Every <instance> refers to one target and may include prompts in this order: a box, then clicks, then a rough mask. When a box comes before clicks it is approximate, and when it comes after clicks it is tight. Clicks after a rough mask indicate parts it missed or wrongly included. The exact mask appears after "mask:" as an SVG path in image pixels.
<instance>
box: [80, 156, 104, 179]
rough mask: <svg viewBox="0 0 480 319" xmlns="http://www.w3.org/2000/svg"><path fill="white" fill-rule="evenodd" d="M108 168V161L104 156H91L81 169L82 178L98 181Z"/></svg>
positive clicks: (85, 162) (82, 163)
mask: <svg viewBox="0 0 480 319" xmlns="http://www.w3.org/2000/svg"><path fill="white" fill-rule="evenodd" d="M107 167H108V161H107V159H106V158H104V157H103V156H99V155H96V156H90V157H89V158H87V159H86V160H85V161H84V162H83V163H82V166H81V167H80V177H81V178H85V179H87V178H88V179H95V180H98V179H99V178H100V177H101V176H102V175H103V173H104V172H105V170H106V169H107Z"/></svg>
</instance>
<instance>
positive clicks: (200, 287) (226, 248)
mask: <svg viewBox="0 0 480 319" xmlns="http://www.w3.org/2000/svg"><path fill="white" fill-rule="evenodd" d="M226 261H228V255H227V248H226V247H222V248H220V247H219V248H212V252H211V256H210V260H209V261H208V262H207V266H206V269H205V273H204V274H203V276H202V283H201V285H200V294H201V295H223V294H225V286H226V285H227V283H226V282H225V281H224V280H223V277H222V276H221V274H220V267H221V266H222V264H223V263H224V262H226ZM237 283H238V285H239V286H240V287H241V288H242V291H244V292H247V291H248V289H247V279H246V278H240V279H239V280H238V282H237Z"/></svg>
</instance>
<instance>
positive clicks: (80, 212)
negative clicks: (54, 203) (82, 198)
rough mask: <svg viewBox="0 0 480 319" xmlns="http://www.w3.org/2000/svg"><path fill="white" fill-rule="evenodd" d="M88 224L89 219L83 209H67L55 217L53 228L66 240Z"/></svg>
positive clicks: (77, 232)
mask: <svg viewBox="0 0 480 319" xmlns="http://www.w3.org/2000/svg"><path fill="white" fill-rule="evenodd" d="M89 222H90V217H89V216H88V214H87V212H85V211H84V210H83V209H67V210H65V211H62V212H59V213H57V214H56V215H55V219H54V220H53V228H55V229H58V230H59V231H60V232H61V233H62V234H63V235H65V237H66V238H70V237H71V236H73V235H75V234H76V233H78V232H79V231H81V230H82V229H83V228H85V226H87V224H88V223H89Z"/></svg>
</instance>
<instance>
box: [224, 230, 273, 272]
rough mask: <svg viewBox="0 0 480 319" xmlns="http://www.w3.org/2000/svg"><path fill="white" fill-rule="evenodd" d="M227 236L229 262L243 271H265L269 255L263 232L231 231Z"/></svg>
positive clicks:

========================================================================

### Required work
Among the lines above, find the one with "box: [80, 156, 104, 179]" and the one with "224L89 219L83 209H67L55". Quote both and everything between them, exactly.

### Completed exercise
box: [80, 156, 104, 179]
rough mask: <svg viewBox="0 0 480 319" xmlns="http://www.w3.org/2000/svg"><path fill="white" fill-rule="evenodd" d="M108 168V161L104 156H91L81 169L82 178L98 181Z"/></svg>
positive clicks: (85, 162) (82, 163)
mask: <svg viewBox="0 0 480 319" xmlns="http://www.w3.org/2000/svg"><path fill="white" fill-rule="evenodd" d="M107 167H108V161H107V159H106V158H104V157H103V156H99V155H96V156H90V157H89V158H87V159H86V160H85V161H84V162H83V163H82V166H81V167H80V177H81V178H85V179H87V178H88V179H95V180H98V179H99V178H100V177H101V176H102V175H103V173H104V172H105V170H106V169H107Z"/></svg>
</instance>
<instance>
positive clicks: (200, 287) (226, 248)
mask: <svg viewBox="0 0 480 319" xmlns="http://www.w3.org/2000/svg"><path fill="white" fill-rule="evenodd" d="M226 261H228V255H227V248H226V247H222V248H220V247H219V248H212V252H211V256H210V260H209V261H208V262H207V266H206V269H205V273H204V274H203V276H202V283H201V285H200V294H201V295H223V294H225V286H226V285H227V283H226V282H225V281H224V280H223V277H222V276H221V274H220V267H221V266H222V264H223V263H224V262H226ZM237 283H238V285H239V286H240V287H241V288H242V291H244V292H247V291H248V289H247V279H246V278H240V279H239V280H238V282H237Z"/></svg>
</instance>
<instance>
positive clicks: (80, 212)
negative clicks: (54, 203) (82, 198)
rough mask: <svg viewBox="0 0 480 319" xmlns="http://www.w3.org/2000/svg"><path fill="white" fill-rule="evenodd" d="M88 224L89 219L83 209H67L55 217L53 228L66 240Z"/></svg>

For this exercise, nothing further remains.